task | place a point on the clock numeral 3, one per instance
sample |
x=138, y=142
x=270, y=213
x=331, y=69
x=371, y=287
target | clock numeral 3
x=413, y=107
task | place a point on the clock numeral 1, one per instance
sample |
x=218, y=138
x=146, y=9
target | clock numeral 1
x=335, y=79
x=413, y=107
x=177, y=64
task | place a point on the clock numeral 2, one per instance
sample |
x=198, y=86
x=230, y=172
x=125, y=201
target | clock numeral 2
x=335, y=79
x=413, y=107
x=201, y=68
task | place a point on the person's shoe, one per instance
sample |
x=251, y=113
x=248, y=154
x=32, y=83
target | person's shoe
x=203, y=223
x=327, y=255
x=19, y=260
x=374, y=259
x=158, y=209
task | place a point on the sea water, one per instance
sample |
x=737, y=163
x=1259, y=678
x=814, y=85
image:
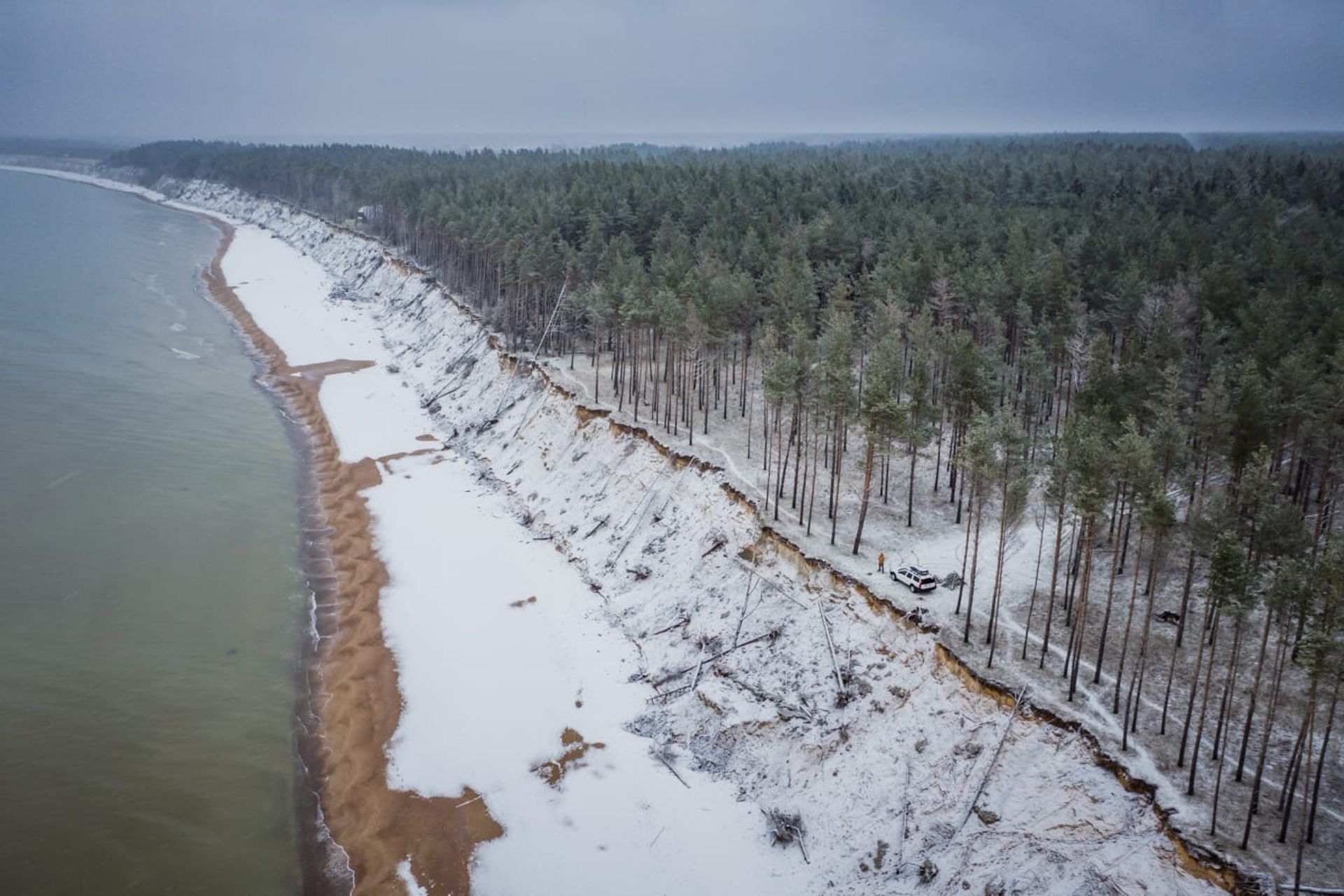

* * *

Work request:
Up to and including the line with "x=125, y=201", write out the records above exactly, starting from their first line.

Response area:
task | place a point on the clock numeral 3, one per instance
sample |
x=138, y=142
x=270, y=213
x=331, y=69
x=371, y=287
target | clock numeral 3
x=413, y=107
task | place a point on the clock numeral 1, one per instance
sample |
x=218, y=138
x=146, y=9
target | clock numeral 1
x=335, y=79
x=413, y=107
x=177, y=64
task | place a point on the clock numeral 2, one per instance
sample |
x=198, y=86
x=230, y=172
x=125, y=201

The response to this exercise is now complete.